<<<<
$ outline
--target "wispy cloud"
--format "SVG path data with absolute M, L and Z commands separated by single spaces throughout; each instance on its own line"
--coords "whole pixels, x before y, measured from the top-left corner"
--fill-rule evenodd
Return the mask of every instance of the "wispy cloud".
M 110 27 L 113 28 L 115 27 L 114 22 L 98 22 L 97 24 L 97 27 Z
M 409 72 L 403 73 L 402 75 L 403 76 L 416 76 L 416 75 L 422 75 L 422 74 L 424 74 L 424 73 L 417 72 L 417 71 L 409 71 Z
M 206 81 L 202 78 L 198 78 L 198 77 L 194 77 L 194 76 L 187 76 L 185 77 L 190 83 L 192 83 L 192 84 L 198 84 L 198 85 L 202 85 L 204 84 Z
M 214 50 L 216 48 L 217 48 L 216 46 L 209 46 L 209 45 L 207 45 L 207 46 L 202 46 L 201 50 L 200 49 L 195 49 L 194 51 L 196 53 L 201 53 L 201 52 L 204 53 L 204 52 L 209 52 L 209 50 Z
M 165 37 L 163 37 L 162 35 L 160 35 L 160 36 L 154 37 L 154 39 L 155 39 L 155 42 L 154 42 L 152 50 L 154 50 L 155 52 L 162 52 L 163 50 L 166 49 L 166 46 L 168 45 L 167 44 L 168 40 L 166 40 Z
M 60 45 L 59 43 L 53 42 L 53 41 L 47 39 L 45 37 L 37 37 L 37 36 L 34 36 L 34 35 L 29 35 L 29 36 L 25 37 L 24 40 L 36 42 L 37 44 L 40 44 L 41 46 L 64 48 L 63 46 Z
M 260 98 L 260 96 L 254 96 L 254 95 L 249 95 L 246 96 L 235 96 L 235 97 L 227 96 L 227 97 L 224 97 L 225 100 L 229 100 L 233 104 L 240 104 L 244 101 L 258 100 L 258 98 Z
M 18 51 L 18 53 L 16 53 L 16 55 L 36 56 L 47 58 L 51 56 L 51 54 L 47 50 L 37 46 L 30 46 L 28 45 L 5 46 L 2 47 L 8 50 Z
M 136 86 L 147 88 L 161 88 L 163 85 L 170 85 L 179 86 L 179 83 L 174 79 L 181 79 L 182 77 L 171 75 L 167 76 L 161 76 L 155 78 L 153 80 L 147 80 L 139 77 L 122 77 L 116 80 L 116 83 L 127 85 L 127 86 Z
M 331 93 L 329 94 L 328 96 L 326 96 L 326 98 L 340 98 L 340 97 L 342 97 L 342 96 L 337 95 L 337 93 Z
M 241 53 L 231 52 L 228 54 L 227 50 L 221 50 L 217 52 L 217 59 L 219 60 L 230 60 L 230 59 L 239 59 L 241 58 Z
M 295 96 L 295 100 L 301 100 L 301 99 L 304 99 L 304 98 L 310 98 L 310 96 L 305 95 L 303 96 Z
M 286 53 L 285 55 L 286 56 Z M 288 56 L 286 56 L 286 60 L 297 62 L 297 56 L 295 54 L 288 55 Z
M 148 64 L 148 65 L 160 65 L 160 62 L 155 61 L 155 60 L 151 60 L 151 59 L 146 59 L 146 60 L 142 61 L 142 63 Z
>>>>
* [Problem statement] Reproduce the rows verbatim, starting at the very first line and ending at the line that contains "M 110 27 L 113", with that line included.

* [Full output]
$ outline
--target "wispy cloud"
--format "SVG path data with absolute M, L and Z commands separated by single spaces throughout; each instance on its own line"
--coords "whole pixels, x before y, measured from the top-left corner"
--fill-rule evenodd
Return the mask of every instance of the "wispy cloud".
M 110 27 L 113 28 L 115 27 L 114 22 L 98 22 L 97 24 L 97 27 Z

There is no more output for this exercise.